**What is asked:**
Convert the records below into a JSON list of strings with one string per line and blank lines dropped, starting at the line containing "During your review of the image" and ending with the final line of the records.
>> Begin Record set
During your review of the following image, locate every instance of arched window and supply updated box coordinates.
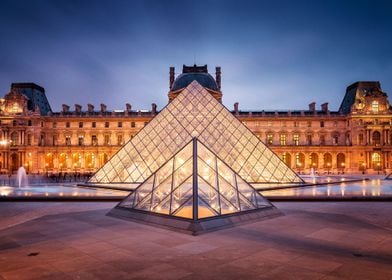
[310,153,318,168]
[59,153,68,170]
[324,153,332,168]
[372,100,379,113]
[372,153,381,170]
[45,153,53,168]
[11,132,19,146]
[372,131,381,145]
[282,153,291,168]
[336,153,346,168]
[295,153,305,169]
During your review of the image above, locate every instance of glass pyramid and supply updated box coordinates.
[118,138,273,220]
[89,81,303,188]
>> End Record set
**Answer to the exercise:**
[
  "During your review of the image above, locate every instance of glass pyramid and supply updated box coordinates.",
  "[118,138,273,220]",
  "[89,81,303,188]"
]